>> BEGIN Given passage

The propeller exhibited rotational signatures but with some loss of torque. Postaccident examination of the airplane revealed numerous unairworthy maintenance items and/or lack of maintenance to the engine and accessories; further the engine and various accessories surpassed their manufacturers' recommended time for overhaul/replacement. The exhaust manifold was blocked with internal fractured pieces that would have resulted in power loss. The condition of these pieces was consistent with a failure that had been preexisting. The induction hose to the carburetor was the wrong part for the installation. The hose was collapsed and would have restricted airflow into the carburetor resulting in power loss. Both magnetos were no longer serviceable and would have produced minimal ignition. The engine timing was not set to the engine manufacturer's specification. Had the mechanic conducted a proper annual inspection, he would have identified many of the issues found during the airplane's postaccident examination.
Based on the evidence, the pilot likely returned to the airport due to a loss of engine power. It could not be determined which of the many discrepancies led to the loss of engine power. Further, the pilot did not attain a power-off approach glideslope that would have led to a proper touchdown point near the approach end of the runway.
The National Transportation Safety Board determines the probable cause(s) of this accident to be:
The pilot's failure to attain a proper touchdown point following a loss of engine power and his inability to stop the airplane on the short, soft runway. Contributing to the accident was the inadequate maintenance of the airplane by the owner and the mechanic and the improper annual inspection by the mechanic.

>> END Given passage

__Brief 1__: Pull out every line of the listing below that contains the word "pickup", matching its case exactly.

>> BEGIN Information provided

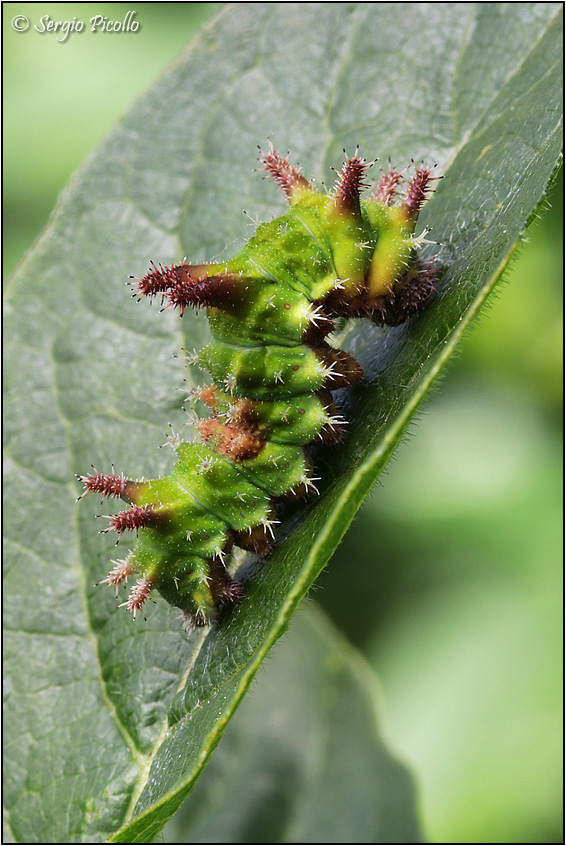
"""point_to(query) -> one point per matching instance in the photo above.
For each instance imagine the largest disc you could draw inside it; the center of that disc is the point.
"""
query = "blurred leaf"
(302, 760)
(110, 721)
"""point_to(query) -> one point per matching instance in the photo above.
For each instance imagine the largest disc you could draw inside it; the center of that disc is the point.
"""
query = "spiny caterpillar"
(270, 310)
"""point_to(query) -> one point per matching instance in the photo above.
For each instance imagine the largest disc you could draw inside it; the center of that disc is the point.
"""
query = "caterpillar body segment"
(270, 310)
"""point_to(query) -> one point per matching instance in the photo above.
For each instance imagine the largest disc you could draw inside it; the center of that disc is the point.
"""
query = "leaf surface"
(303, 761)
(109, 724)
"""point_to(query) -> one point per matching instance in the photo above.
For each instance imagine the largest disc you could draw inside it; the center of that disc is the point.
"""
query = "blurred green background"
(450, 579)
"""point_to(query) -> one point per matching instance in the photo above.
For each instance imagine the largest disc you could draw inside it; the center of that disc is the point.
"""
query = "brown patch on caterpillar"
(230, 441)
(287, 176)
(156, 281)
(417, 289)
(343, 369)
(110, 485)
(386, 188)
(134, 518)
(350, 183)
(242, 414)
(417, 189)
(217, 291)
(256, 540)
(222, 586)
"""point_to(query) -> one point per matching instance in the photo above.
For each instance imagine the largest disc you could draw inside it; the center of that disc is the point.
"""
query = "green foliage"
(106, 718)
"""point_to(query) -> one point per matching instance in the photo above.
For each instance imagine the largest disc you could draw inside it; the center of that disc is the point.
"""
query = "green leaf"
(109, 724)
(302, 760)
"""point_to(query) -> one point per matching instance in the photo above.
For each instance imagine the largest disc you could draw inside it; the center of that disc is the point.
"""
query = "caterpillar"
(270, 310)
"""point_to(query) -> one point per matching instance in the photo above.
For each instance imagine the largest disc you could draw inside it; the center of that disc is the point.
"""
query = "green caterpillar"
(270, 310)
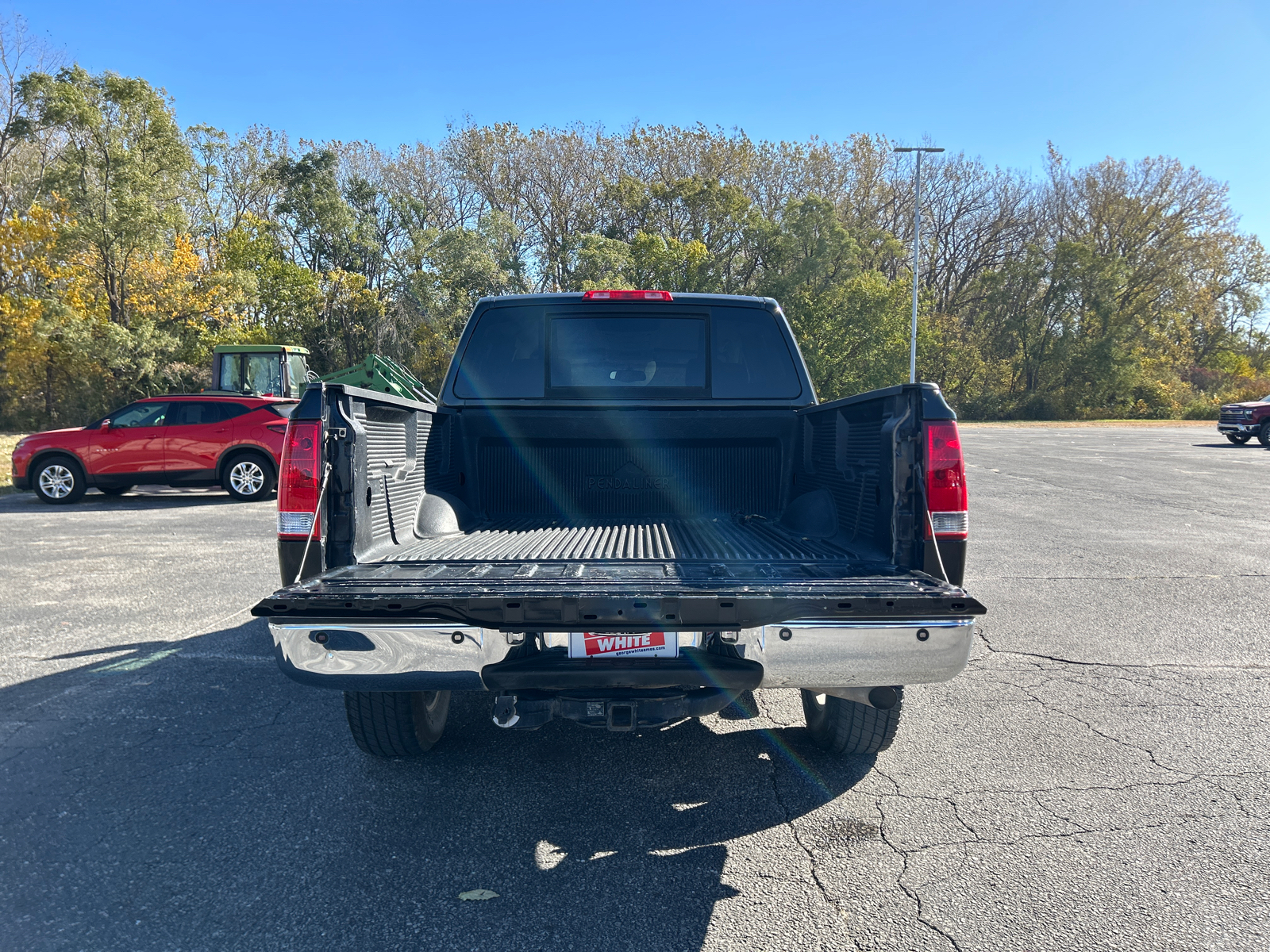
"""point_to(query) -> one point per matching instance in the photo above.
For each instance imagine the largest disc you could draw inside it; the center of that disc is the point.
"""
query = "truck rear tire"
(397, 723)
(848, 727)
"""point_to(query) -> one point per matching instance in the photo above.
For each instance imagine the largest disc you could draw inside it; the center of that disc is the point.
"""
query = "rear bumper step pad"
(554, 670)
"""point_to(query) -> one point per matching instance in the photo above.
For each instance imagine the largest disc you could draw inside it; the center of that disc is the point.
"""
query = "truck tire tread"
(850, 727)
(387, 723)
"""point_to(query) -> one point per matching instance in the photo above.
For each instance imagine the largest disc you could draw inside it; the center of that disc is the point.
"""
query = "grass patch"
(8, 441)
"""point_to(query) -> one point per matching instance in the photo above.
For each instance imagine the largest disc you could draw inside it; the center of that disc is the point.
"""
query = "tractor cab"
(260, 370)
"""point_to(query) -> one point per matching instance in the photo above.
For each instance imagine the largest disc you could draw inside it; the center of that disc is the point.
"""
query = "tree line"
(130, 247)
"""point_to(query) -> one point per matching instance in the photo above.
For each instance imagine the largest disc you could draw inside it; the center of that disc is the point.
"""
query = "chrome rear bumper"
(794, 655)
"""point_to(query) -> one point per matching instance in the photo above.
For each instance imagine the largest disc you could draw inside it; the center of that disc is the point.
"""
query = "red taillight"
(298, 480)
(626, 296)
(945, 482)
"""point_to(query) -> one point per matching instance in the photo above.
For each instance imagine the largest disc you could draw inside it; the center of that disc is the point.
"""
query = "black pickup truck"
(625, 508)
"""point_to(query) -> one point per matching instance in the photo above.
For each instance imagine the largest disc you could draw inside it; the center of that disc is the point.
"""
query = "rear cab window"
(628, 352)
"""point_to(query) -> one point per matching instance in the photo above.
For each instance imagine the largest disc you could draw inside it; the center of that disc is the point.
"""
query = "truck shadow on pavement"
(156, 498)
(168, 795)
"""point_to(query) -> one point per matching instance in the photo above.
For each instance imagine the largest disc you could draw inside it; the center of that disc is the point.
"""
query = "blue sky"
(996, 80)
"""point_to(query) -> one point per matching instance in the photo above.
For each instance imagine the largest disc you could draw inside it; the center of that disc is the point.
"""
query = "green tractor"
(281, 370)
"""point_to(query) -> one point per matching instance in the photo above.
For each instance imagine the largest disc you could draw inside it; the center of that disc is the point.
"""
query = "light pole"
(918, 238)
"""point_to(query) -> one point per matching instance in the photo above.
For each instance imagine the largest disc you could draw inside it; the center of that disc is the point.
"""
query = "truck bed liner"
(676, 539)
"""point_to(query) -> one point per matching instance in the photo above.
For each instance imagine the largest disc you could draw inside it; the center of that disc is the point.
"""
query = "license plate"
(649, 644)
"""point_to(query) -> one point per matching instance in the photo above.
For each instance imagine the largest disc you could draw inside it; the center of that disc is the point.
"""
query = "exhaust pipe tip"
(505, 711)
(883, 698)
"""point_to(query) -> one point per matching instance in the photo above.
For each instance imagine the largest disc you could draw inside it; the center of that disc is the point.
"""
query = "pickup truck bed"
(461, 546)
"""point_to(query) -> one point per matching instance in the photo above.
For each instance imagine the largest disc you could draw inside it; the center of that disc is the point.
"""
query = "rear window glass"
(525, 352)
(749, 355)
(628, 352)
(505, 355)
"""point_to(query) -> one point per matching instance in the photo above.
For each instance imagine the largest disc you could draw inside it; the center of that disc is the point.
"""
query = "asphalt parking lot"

>> END Information provided

__Brief 2__: Write what comes next in the airplane accident report, starting after its last sentence.

__Task output 1__:
query = "black pickup truck"
query = "pickup truck bed"

__Task output 2__:
Unfortunately, this is a much more common practice than we would like to think. I have been personally aware of pilots who knew somebody who held an IA rating on his/her mechanic certificate who would provide a sign-off to an annual inspection without actually checking the airplane. We all know that quality aircraft maintenance is expensive. But what price do we put on our own well being and the well being of our family and passengers? If the money for quality maintenance is not available, it is time to reconsider aircraft ownership. There are some excellent flying clubs available and an aircraft partnership may provide a solution.
The 73-year-old commercial pilot was on the fourth and final leg of a 950-mile round trip same day flight. As the airplane neared the airport, the pilot was told by the air traffic controller to
expect runway 25 for landing. After the controller informed him of a delay for that runway, the
pilot stated that he could accept runway 16L; the pilot was told to proceed for runway landing,
but the runway was not specified, an instruction which he acknowledged. Shortly after
establishing contact with the tower controller, who instructed the pilot to continue for runway
25, the pilot reported that the airplane was on a downwind leg for landing on runway 16L. The
controller acknowledged and, rather than correcting the pilot, instructed him to continue
inbound for 16L. At the time, runway 16R was being used for landing by two Boeing 757 (B757)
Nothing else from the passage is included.